> _USING THE INFORMATION_:
1. Write out again the part of the Maine Coon health text that begins with the words containing "United Maine Coon" and ends with "through the heart.", swapping "offspring" for "kittens".
2. Answer these questions using the Maine Coon health text.
(a) What equipment does a specialist use to screen for HCM?
(b) At which university does Katherine Meurs work?
(c) What share of Maine Coons tested carry the mutation?

United Maine Coon Fanciers of Australia

Maine  Coon Heath

Hypertrophic Cardiomyopathy (HCM)

HCM is the most prevalent of heart diseases in domestic cats.  It is a heart disease which in a mild case can take the form of a heart murmur, shortness of breath or general malaise.  It can also be quite deadly!  HCM is a dominant genetic trait which means that if one parent carries the disease, there is a fifty percent chance that any offspring could be effected.  Theoretically, it should be possible to completely eradicate the disease.  This though is complicated as even though parents are screened, the disease may never show up or not until they are well past breeding age.  Screening is done by a specialist using colour doppler echocardiographic equipment to view the heart and the passage of blood through the heart.

Rearch continues to develop a DNA test we hope will help to eliminate HCM from this beautiful breed.  In humans there are over 400 genetic mutations which have been indentified in conjunction with HCM.  Katherine Meurs of Washington State University has discovered a mutation on the cardiac myosin binding protein (MyBP-C) in Maine Coons.  This mutation correlates with a similar mutation in people which causes late onset HCM.  Research is ongoing in Maine Coons.  To date, over 35% of Maine Coons tested carry this gene but according to statistics, only 3-5% of Maine Coons will go on to develop clinical signs of the disease.   Even the genetics are unable to predict the correlation between the test and those cats who will eventually develop clinical signs of HCM.

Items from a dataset
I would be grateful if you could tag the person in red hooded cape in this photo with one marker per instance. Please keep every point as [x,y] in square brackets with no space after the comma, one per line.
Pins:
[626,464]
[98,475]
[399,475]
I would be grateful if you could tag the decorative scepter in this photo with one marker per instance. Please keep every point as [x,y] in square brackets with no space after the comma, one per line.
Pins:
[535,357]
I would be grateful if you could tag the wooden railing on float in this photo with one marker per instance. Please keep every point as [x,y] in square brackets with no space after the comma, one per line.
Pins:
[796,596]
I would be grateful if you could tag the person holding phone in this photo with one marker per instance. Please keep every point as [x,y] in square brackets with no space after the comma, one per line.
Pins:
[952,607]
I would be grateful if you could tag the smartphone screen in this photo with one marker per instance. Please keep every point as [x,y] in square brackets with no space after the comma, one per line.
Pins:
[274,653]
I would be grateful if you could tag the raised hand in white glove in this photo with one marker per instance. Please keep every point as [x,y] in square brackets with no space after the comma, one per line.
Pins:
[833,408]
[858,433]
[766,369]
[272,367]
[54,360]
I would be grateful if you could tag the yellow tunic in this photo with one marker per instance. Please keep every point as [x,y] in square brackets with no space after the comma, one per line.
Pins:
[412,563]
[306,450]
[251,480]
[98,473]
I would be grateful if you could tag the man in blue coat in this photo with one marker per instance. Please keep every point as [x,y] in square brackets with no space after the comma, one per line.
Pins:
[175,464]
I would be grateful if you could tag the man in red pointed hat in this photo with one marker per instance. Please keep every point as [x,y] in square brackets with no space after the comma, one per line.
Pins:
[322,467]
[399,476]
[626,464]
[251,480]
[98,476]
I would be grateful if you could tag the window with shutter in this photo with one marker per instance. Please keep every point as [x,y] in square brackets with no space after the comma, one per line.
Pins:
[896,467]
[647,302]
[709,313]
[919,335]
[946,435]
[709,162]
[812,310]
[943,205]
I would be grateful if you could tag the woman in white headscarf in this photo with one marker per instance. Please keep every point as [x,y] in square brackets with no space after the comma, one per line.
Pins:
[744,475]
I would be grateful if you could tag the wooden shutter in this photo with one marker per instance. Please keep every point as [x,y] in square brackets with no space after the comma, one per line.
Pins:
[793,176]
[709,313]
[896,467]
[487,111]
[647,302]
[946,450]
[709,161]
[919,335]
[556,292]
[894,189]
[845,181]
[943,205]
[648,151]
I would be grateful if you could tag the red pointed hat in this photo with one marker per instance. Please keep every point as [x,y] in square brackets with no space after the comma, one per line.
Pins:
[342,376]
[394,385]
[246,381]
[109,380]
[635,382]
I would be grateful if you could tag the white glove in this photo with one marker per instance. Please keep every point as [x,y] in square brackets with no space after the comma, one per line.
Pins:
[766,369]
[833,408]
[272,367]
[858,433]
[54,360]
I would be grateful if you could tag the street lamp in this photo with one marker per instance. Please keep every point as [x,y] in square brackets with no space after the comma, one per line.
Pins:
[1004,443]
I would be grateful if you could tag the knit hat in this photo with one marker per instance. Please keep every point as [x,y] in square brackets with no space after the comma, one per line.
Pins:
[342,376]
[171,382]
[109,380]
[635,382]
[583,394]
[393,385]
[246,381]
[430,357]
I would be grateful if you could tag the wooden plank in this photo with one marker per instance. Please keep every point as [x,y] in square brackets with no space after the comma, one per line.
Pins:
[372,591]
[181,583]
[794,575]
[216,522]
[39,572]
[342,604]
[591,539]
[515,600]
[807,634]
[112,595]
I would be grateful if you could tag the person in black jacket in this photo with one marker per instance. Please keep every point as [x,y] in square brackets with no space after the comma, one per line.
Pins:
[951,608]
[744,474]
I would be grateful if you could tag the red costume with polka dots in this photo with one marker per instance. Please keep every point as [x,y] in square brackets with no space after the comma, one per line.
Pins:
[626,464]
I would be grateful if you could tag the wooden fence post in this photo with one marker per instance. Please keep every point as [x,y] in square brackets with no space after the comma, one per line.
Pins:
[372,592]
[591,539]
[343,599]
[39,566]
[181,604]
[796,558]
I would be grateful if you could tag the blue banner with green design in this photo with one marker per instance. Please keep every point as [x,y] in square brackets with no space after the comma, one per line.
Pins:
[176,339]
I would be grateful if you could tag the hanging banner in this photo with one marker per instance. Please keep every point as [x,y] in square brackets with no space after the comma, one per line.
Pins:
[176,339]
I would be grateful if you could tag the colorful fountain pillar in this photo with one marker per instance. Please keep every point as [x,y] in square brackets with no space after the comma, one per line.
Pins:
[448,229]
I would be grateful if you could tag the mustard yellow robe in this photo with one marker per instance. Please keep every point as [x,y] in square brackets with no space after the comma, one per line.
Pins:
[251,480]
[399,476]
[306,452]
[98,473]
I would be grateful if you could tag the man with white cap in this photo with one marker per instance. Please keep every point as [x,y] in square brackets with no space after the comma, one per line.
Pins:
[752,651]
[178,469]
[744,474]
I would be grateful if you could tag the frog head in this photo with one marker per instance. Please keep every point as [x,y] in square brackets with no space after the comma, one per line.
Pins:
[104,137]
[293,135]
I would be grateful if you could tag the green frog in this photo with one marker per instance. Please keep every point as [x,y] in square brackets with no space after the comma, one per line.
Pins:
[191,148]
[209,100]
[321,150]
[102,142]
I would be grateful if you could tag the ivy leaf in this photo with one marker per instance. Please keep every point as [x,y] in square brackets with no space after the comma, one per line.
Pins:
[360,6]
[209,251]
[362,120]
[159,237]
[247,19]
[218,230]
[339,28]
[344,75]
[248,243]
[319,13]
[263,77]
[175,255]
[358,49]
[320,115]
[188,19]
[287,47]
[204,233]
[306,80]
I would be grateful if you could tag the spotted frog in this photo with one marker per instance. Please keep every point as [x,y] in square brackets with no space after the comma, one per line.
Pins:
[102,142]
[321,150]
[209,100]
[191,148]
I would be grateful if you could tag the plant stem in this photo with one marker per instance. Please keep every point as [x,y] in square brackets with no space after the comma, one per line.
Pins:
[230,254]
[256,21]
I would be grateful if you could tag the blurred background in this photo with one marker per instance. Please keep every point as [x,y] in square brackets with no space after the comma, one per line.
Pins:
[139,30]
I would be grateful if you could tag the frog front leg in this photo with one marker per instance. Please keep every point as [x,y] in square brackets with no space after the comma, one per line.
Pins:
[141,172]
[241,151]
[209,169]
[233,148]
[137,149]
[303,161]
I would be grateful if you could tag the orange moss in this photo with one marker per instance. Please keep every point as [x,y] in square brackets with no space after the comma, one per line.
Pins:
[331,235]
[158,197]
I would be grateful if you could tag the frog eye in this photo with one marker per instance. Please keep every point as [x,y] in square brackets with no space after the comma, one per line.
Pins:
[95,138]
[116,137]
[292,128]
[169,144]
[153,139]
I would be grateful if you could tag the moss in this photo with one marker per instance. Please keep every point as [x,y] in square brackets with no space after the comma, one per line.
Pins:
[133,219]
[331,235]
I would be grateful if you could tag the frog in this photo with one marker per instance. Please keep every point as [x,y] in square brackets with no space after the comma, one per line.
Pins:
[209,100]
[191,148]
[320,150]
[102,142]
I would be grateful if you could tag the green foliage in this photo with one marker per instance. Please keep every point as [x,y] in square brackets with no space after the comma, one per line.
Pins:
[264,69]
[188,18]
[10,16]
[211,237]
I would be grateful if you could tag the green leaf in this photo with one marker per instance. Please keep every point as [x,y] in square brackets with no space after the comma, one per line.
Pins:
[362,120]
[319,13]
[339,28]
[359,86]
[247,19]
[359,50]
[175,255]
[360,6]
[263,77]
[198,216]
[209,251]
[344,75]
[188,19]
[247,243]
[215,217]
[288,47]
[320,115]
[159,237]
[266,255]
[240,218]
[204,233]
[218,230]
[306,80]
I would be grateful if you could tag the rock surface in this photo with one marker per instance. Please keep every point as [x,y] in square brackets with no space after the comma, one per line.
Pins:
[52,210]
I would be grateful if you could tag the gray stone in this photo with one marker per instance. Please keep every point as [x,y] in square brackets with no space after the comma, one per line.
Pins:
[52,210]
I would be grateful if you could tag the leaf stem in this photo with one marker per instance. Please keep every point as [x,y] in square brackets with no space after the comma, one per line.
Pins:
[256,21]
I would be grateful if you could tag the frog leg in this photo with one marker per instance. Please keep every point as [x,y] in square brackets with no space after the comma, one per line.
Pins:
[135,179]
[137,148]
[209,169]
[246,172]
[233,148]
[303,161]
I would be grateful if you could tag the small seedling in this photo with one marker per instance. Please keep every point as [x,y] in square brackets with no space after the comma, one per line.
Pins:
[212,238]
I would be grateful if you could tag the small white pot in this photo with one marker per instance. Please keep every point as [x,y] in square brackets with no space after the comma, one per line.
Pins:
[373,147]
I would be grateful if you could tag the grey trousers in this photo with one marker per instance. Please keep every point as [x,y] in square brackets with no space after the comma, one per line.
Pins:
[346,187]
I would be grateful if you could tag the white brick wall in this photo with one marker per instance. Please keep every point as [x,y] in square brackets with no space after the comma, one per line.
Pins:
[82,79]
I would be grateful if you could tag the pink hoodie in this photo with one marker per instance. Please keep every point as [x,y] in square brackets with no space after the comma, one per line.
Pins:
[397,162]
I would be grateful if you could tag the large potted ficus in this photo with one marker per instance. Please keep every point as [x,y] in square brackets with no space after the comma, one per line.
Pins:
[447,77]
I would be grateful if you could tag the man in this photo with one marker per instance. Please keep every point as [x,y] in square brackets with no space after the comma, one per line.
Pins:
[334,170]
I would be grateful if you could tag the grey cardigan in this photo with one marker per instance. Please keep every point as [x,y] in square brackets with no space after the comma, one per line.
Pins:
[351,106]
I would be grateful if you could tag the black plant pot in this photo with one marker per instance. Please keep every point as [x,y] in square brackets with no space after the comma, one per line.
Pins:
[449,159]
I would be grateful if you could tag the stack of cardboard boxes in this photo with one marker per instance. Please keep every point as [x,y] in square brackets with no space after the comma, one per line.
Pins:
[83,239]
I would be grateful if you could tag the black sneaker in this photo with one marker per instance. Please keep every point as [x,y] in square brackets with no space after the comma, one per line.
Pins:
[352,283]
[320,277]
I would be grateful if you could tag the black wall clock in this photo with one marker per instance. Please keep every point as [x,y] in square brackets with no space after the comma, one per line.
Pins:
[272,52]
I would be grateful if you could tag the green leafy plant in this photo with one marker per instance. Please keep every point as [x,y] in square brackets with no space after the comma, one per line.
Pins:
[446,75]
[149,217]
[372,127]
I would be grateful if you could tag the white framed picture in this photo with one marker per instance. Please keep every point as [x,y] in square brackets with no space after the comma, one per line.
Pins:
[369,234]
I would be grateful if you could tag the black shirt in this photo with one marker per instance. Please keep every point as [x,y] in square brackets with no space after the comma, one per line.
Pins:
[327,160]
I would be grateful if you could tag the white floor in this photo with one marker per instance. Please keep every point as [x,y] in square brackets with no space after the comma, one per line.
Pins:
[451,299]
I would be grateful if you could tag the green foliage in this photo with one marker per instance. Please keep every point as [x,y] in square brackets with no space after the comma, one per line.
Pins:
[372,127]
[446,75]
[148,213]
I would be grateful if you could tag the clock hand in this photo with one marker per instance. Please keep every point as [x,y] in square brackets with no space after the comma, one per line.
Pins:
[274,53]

> _PROBLEM SOLUTIONS_:
1.
United Maine Coon Fanciers of Australia

Maine  Coon Heath

Hypertrophic Cardiomyopathy (HCM)

HCM is the most prevalent of heart diseases in domestic cats.  It is a heart disease which in a mild case can take the form of a heart murmur, shortness of breath or general malaise.  It can also be quite deadly!  HCM is a dominant genetic trait which means that if one parent carries the disease, there is a fifty percent chance that any kittens could be effected.  Theoretically, it should be possible to completely eradicate the disease.  This though is complicated as even though parents are screened, the disease may never show up or not until they are well past breeding age.  Screening is done by a specialist using colour doppler echocardiographic equipment to view the heart and the passage of blood through the heart.

2.
(a) Color Doppler echocardiographic equipment
(b) Washington State University
(c) Over 35%